# What is asked:
Copy every one of the entries below word for word, keeping each line as it stands.

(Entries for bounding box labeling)

══════════

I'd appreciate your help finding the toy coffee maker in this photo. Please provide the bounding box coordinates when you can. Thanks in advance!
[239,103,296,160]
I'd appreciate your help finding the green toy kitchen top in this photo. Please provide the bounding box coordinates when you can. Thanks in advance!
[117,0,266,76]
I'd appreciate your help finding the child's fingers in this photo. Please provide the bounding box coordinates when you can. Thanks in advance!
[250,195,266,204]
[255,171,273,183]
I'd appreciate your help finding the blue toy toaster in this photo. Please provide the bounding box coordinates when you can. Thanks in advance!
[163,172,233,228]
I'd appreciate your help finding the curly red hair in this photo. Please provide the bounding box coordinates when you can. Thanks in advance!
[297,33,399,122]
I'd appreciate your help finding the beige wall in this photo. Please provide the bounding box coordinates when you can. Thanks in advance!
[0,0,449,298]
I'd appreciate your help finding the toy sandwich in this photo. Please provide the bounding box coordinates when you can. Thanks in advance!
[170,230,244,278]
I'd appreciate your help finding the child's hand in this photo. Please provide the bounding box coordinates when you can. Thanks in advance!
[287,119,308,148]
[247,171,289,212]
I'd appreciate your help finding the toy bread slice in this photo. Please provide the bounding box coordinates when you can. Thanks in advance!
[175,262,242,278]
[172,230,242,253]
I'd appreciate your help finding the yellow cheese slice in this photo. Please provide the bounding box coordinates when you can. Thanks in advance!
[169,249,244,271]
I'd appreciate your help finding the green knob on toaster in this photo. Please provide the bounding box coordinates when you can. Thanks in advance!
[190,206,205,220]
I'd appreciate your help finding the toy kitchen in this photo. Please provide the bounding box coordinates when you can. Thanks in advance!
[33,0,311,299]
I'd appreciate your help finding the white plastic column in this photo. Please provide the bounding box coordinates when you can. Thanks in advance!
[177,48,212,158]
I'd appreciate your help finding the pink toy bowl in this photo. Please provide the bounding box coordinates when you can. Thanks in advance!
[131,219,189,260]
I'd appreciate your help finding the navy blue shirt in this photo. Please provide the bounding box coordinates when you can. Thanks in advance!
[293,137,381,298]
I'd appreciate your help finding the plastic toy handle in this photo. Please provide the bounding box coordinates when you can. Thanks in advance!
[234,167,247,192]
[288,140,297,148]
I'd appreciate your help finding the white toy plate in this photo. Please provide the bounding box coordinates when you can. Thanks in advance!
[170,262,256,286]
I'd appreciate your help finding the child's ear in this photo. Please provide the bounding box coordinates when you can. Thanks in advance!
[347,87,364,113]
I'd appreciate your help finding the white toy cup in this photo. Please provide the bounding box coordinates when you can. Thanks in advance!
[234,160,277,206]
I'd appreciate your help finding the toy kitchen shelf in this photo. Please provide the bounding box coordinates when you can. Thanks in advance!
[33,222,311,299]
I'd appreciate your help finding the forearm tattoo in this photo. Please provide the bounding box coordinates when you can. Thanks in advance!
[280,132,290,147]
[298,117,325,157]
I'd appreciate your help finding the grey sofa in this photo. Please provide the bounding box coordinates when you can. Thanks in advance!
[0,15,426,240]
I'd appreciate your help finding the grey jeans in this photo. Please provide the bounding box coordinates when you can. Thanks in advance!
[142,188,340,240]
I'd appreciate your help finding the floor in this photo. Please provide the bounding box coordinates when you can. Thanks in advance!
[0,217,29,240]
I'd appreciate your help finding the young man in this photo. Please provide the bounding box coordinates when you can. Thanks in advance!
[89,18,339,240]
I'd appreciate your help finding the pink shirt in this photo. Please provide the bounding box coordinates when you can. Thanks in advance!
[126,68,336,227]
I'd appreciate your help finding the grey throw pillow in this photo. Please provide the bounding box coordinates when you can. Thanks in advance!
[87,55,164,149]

══════════

# Exercise result:
I'd appreciate your help finding the toy coffee maker in this photo. Please provide the bounding box coordinates when you can. Thanks in advance!
[239,103,296,160]
I'd appreciate your help finding the green toy kitchen top in this photo. Please provide the bounding box coordinates when you can. Thanks in advance!
[117,0,266,76]
I'd appreciate your help finding the child's fingers in this photo. Please provide the bounding box coordinates when you can. Thanks in advance!
[250,195,266,204]
[255,171,273,183]
I'd appreciate your help finding the blue toy toaster in this photo. Please provide the bounding box coordinates when you can. Thanks in advance!
[163,172,233,228]
I'd appreciate your help finding the curly red hair in this photo. Please provide the bounding box coordinates when you can. Thanks in advance!
[297,33,399,122]
I'd appreciate your help finding the beige wall in this photo. Please provide the bounding box coordinates when you can. Thanks in advance!
[0,0,449,298]
I'd appreciate your help finding the toy sandwich in this photo. Please provide the bounding box coordinates when you can. Thanks in advance!
[170,230,244,278]
I'd appreciate your help finding the child's hand in this photo. Please provide the bounding box coordinates when you can. Thanks in advance!
[287,119,308,148]
[247,171,289,212]
I'd appreciate your help finding the toy bread slice in this photo. Please provide the bounding box coordinates when you can. Thanks in advance!
[175,262,242,278]
[172,230,242,253]
I'd appreciate your help finding the yellow cheese slice in this photo. Please provide the bounding box coordinates when you can. Thanks in advance!
[169,249,244,271]
I'd appreciate your help finding the green knob on toaster in this photo. Please provide the bounding box coordinates when you can. Thanks in advance!
[190,206,205,220]
I'd appreciate your help finding the toy kitchen in this photo. Please provide the bounding box coordinates when you can. Thanks in advance!
[33,0,311,299]
I'd appreciate your help finding the white plastic column in this photo. Please provide the bounding box coordinates when you can. Thanks in advance!
[177,48,212,158]
I'd appreciate your help finding the pink toy bowl in this photo. Please provide the bounding box coordinates when you can. Thanks in advance!
[131,219,189,260]
I'd appreciate your help finding the navy blue shirt in this photo. Please provide the bounding box coordinates when you can. Thanks in advance!
[293,137,381,298]
I'd appreciate your help finding the plastic toy handle in this photo. Please provide the bounding box coordinates when you can. Thanks in advance!
[234,167,247,192]
[288,140,297,148]
I'd appreciate your help finding the white toy plate in this photo. Please provide the bounding box coordinates when you can. Thanks in advance!
[170,262,256,286]
I'd appreciate your help finding the child's ear in this photo. Please provide the bounding box coordinates when you can. Thanks in advance!
[347,87,364,113]
I'd appreciate your help finding the white toy cup in this photo. Please provide the bounding box coordinates when you can. Thanks in advance!
[234,160,277,206]
I'd appreciate your help finding the toy kitchen shelf in this photo. Please provide the bounding box coordinates when you can. Thanks in advance!
[33,222,311,299]
I'd appreciate your help finding the forearm tattoo in this photo. Please provide the bounding box coordinates when you can. Thanks in advance!
[280,132,290,147]
[298,117,325,157]
I'd appreciate your help finding the grey sofa in this photo. Please provide the bounding box coordinates when you can. Thanks in advance!
[0,15,426,240]
I'd appreciate your help finding the grey jeans in this photo. Please provide the bounding box coordinates when you can. Thanks in advance!
[142,188,340,240]
I'd appreciate your help finding the floor in this photo. Please provide the bounding box coordinates when you can. Thanks in advance!
[0,217,29,240]
I'd appreciate your help finding the young man in this photo. Please provide the bounding box coordinates when you can. Thanks in advance!
[89,18,339,240]
I'd appreciate your help finding the pink shirt in this photo. Please provide the bounding box coordinates when you can. Thanks in advance!
[126,68,336,227]
I'd appreciate your help finding the grey throw pillow in this photo. Please provide the bounding box coordinates when you can. Thanks in advance!
[87,55,164,149]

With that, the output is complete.